**Work instructions:**
1. Reproduce a portion of the passive house page word for word, beginning at the words "Published 2024-02-15" and stopping after "minimal energy use.".
2. Summarize the passive house page in two sentences.

**Passage:**
_ _ _ _

How does our Passive House perform in a heat wave?

Published 2024-02-15
Architect Ben Caine shares his experience of living in a passive house in Western Australia's extreme summer temperatures. Learn the systems, tips and tricks to staying cool and comfortable with minimal energy use.

Learn more: www.leanhaus.com.au/blog

Passive House energy efficient home design.
Full timber framed construction with uprated insulation.
Air tight construction with Heat Recovery Ventilation

#sustainabledesign
#passivehouse
#architecture

All Comments (21)
  • @FrankReif
    Hi, sorry to be that guy, but the ventilated void behind a facade removes negligible heat - this is a common misunderstanding in the industry. It is great at drying the cavity and providing a drainage plane. The colour does affect the local microclimate - walking in front of a dark facade will feel significantly hotter during the day due to infrared heat transfer - and a city full of dark roofs will create more of an urban heat island and cause more cumulative heat damage to PV systems. I like the internal recirculation on a single AC unit. Americans frequently use central return recirculation units, with the fan coil in the duct system instead, which are better with medium load buildings and climate zones needing more dehumidification.

_ _ _ _

**Records:**

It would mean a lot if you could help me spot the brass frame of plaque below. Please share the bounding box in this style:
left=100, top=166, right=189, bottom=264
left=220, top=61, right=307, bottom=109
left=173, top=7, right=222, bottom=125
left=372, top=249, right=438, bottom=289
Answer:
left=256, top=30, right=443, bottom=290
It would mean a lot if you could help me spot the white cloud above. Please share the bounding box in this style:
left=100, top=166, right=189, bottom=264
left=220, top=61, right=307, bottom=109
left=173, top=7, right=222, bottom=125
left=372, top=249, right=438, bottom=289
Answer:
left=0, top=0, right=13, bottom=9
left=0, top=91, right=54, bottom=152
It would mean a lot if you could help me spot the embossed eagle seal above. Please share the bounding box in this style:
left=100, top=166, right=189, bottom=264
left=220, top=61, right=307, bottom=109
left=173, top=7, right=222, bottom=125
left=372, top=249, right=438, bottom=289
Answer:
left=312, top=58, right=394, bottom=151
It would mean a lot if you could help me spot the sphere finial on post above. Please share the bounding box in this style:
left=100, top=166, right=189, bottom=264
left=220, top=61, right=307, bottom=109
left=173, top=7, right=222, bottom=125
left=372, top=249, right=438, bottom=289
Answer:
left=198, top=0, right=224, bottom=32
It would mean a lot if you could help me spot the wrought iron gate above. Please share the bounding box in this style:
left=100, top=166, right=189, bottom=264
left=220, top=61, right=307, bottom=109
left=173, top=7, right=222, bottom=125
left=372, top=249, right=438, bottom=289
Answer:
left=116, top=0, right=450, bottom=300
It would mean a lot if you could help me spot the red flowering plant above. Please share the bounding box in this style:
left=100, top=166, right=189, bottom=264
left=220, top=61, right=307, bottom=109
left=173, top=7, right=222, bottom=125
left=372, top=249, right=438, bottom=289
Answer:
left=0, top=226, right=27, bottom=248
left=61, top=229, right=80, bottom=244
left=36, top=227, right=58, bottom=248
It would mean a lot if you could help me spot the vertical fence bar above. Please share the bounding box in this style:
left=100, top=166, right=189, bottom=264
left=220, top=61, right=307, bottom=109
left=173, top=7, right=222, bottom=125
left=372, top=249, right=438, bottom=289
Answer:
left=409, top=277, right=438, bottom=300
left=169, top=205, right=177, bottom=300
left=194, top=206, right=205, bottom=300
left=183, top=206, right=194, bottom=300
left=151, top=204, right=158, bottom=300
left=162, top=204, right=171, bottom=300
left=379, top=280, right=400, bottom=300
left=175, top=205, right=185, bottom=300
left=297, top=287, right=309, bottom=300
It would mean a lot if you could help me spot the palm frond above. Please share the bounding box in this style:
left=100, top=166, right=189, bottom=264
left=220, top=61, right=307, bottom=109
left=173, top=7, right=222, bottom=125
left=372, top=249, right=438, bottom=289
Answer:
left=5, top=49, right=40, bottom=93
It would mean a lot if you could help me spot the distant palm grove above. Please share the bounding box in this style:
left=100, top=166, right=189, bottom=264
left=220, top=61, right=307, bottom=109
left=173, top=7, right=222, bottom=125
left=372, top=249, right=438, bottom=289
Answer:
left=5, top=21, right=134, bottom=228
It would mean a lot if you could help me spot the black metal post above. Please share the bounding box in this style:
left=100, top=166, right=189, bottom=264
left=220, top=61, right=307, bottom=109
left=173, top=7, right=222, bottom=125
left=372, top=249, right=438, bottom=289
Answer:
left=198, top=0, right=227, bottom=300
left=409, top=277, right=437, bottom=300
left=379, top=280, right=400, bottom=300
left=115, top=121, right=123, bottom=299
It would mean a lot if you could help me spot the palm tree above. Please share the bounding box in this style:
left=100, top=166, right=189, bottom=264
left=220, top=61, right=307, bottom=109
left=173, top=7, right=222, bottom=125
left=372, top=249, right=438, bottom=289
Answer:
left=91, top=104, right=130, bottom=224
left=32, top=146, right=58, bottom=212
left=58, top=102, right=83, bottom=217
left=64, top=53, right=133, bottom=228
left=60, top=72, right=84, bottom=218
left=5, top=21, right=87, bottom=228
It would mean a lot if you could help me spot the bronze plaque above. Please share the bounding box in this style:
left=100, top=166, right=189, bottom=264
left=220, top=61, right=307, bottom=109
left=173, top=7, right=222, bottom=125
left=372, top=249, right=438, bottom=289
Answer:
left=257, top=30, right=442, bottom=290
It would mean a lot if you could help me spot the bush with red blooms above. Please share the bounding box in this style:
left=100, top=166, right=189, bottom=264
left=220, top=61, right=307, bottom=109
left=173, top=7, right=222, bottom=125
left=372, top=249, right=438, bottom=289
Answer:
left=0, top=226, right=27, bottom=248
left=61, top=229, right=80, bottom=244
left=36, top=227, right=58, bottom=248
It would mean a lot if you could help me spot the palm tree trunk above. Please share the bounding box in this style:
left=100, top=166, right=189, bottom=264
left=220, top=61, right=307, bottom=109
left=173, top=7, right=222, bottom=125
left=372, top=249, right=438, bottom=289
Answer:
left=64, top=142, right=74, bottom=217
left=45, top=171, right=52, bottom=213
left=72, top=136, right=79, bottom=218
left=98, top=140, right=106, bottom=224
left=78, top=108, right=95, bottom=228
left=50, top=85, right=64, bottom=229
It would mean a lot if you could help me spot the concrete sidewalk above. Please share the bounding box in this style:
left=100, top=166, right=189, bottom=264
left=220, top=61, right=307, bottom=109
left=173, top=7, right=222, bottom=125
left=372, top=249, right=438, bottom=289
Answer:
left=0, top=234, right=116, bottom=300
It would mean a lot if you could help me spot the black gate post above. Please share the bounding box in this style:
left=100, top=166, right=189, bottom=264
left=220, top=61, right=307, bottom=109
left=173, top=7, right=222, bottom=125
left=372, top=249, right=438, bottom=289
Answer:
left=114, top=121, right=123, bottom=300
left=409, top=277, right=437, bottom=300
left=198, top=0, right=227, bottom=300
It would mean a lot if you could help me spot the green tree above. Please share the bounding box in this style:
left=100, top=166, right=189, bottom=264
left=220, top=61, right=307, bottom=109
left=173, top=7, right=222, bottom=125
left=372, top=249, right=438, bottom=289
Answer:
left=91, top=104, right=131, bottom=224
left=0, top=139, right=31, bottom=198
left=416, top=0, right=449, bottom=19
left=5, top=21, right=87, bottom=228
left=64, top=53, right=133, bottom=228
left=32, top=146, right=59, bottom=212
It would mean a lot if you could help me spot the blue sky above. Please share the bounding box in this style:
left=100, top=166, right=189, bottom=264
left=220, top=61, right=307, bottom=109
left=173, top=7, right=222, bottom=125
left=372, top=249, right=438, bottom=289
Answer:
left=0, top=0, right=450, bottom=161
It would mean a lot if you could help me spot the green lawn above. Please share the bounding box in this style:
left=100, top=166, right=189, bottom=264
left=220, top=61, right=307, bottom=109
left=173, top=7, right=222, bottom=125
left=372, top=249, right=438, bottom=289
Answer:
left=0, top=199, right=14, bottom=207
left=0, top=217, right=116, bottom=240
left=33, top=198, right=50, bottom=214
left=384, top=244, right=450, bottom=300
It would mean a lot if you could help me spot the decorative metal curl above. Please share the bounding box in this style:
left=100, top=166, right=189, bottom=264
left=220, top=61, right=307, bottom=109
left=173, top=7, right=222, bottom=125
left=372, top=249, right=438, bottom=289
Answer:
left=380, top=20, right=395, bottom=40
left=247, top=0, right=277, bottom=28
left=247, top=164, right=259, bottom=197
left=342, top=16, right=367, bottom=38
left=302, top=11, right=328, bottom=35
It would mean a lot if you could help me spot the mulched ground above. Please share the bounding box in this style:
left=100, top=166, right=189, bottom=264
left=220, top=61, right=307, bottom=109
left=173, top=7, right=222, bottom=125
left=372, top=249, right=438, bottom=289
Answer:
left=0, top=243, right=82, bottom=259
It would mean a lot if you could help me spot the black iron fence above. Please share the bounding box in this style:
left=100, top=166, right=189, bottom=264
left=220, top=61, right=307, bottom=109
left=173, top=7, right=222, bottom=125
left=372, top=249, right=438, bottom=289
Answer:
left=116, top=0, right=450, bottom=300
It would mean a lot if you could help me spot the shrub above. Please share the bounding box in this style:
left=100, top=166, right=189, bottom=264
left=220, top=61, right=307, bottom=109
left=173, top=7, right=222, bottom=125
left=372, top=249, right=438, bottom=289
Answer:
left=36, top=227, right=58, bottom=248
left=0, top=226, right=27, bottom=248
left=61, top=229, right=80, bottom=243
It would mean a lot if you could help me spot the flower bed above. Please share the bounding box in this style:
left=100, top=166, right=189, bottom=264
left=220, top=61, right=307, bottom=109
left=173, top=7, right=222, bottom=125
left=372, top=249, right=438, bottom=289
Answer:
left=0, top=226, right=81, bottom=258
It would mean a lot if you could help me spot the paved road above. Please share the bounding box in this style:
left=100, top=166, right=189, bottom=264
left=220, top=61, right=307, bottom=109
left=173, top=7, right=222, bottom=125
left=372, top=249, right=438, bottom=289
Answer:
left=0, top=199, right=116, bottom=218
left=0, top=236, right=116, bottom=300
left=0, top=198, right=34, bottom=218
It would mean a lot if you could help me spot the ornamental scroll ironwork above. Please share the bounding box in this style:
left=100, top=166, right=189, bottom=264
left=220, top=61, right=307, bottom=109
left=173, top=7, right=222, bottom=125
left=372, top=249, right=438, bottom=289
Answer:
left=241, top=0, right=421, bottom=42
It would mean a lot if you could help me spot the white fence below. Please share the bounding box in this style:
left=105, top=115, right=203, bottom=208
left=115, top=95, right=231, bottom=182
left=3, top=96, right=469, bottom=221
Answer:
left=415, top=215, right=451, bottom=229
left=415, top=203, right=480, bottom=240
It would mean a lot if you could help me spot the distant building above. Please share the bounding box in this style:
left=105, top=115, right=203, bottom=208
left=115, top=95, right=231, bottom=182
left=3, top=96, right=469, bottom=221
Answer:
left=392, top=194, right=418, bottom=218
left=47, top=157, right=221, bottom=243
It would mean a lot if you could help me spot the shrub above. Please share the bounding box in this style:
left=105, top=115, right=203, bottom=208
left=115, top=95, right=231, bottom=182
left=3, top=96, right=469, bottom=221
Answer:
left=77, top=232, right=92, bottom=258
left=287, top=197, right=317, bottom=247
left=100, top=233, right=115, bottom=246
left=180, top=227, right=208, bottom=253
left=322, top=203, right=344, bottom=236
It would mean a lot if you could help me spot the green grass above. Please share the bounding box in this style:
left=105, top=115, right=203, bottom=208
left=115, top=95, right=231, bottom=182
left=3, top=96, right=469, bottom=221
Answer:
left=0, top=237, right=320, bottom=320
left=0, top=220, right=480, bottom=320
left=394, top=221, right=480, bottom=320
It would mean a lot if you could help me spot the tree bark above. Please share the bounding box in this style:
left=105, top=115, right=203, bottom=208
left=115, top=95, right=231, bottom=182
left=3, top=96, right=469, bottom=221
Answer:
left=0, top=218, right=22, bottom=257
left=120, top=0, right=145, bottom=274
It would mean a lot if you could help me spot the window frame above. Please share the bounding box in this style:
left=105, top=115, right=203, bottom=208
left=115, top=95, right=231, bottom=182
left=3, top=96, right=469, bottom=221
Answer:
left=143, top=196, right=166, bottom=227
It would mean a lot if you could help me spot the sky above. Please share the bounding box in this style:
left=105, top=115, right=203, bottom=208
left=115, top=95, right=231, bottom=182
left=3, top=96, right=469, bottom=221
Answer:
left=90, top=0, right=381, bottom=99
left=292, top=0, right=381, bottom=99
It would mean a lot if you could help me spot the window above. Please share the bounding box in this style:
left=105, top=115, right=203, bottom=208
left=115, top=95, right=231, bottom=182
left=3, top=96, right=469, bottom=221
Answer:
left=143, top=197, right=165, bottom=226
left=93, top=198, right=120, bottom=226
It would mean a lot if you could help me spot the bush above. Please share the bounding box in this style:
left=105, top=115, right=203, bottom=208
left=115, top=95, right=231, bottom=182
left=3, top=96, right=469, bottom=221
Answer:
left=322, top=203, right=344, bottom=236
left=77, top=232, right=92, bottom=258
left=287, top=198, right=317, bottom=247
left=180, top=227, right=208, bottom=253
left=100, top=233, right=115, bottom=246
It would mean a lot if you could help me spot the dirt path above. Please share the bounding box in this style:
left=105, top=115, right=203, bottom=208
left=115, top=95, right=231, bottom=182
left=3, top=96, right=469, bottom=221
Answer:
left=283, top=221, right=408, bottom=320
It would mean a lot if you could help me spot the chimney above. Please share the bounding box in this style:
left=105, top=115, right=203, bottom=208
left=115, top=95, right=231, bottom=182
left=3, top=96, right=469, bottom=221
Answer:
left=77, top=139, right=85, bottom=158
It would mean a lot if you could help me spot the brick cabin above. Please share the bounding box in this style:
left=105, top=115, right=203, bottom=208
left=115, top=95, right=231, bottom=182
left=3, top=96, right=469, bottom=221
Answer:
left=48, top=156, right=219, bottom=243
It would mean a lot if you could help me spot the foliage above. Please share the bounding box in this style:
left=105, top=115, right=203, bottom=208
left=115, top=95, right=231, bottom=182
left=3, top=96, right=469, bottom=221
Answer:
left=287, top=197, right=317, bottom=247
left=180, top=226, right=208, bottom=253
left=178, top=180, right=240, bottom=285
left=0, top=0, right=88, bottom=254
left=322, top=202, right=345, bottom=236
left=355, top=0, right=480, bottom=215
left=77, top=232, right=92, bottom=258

_ _ _ _

**Answers provided:**
1.
Published 2024-02-15
Architect Ben Caine shares his experience of living in a passive house in Western Australia's extreme summer temperatures. Learn the systems, tips and tricks to staying cool and comfortable with minimal energy use.

2. Published 2024-02-15, the passive house page presents architect Ben Caine's experience of living in a passive house during Western Australia's extreme summer temperatures, covering ways to stay cool and comfortable with minimal energy use in a timber-framed, airtight home with uprated insulation and heat recovery ventilation. In the single comment shown, one viewer argues that a ventilated void behind a facade removes negligible heat but is good for drying the cavity and providing a drainage plane, notes that facade color affects the local microclimate, and approves of internal recirculation on a single AC unit.